» **Task objective**: Add 68 to every coordinate in the answers, then write out again all the lines beginning with the line containing "Reviewer note: confirm that every instance of the blue sky" and running through the last line, requests included.
--- Excerpted records ---
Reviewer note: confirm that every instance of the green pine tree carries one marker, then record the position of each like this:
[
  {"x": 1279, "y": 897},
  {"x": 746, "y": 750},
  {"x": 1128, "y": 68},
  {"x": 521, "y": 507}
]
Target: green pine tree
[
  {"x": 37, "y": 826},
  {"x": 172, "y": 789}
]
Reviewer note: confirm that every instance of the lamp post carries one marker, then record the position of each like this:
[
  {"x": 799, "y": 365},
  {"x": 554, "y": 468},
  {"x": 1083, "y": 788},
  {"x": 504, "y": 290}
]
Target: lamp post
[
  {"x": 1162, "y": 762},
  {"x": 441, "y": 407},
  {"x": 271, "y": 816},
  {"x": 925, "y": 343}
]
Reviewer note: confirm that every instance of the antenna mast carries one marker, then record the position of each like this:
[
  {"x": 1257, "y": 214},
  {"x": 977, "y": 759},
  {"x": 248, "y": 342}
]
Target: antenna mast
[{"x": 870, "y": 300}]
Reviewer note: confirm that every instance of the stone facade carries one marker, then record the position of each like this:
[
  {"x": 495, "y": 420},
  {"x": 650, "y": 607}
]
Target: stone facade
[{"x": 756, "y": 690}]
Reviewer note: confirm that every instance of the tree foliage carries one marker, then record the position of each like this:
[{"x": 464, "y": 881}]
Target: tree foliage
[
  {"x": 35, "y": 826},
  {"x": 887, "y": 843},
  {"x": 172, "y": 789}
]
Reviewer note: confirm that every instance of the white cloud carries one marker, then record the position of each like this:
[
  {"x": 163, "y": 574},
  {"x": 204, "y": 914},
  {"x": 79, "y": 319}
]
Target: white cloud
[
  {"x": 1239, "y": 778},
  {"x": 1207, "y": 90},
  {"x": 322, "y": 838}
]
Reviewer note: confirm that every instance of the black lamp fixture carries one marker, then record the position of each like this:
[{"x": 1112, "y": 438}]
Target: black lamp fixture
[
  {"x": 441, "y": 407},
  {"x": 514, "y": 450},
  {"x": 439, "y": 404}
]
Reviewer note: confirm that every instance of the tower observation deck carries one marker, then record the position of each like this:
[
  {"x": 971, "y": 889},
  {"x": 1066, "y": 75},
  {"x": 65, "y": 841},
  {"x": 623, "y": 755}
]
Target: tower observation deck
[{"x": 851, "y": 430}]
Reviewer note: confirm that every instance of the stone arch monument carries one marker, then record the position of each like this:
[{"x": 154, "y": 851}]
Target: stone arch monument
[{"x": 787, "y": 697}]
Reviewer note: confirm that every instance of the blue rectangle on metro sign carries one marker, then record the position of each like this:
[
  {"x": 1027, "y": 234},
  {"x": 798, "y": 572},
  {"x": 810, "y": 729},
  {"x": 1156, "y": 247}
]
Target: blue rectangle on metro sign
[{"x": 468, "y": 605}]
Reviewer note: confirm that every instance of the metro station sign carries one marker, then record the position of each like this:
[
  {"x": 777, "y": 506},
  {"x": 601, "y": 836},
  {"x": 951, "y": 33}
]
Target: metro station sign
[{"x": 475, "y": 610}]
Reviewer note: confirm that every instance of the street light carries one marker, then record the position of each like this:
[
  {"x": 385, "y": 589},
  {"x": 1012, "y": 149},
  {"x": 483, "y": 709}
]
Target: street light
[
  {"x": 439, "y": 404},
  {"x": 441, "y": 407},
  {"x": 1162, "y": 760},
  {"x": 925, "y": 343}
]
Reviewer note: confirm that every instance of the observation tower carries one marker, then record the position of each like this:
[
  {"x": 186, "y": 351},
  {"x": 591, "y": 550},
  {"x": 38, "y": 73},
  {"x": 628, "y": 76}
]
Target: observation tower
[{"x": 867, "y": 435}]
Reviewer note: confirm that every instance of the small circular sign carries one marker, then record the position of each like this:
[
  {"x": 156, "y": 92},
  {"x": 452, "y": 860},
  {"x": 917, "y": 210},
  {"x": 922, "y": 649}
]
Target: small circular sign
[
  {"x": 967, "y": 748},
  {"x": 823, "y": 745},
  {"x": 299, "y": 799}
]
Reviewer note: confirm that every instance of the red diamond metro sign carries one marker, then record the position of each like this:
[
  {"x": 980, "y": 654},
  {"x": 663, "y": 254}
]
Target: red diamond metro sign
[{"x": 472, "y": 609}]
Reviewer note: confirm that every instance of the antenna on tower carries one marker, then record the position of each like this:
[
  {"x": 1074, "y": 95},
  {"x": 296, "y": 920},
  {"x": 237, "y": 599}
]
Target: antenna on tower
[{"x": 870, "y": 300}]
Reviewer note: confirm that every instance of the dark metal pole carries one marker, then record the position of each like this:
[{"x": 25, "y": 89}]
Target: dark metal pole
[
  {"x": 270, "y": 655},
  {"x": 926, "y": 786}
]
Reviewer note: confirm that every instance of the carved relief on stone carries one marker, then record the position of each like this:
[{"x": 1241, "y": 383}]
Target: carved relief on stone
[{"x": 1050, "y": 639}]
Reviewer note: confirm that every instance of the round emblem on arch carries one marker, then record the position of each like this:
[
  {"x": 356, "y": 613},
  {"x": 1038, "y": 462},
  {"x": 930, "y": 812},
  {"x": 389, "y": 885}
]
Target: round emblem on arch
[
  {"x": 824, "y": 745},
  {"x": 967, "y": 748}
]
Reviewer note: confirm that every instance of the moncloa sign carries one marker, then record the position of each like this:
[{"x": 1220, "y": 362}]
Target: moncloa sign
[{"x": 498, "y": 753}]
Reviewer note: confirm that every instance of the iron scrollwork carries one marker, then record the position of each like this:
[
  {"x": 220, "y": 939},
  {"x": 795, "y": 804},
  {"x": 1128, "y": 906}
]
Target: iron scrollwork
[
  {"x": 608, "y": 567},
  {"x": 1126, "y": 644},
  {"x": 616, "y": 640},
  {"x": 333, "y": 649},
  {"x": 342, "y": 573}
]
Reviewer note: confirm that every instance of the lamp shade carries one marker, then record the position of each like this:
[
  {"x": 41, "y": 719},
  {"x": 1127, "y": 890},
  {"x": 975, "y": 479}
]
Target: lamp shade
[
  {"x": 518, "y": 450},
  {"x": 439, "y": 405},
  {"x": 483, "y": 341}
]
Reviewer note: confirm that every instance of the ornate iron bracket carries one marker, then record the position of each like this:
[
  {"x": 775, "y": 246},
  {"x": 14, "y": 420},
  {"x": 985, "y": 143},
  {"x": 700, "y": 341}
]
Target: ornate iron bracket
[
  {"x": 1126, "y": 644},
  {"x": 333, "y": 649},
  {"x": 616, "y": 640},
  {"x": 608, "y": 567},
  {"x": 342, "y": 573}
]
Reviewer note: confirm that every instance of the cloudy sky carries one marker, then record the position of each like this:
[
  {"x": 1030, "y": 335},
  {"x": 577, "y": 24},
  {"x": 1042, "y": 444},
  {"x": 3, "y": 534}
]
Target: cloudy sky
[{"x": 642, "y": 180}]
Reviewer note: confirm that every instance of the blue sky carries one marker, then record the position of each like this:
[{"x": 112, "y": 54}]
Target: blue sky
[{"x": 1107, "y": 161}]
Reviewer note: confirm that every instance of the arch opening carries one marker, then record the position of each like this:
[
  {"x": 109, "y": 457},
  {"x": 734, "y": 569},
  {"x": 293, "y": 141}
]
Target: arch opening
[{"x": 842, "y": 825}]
---
» **Answer below**:
Reviewer note: confirm that every instance of the blue sky carries one marker, then record the position of each like this:
[{"x": 112, "y": 54}]
Target: blue sky
[{"x": 1175, "y": 229}]
Reviewer note: confirm that every instance of the arch opening carries one marker, then record the position of each like this:
[
  {"x": 109, "y": 457},
  {"x": 734, "y": 569},
  {"x": 293, "y": 141}
]
Target: arch opening
[{"x": 910, "y": 893}]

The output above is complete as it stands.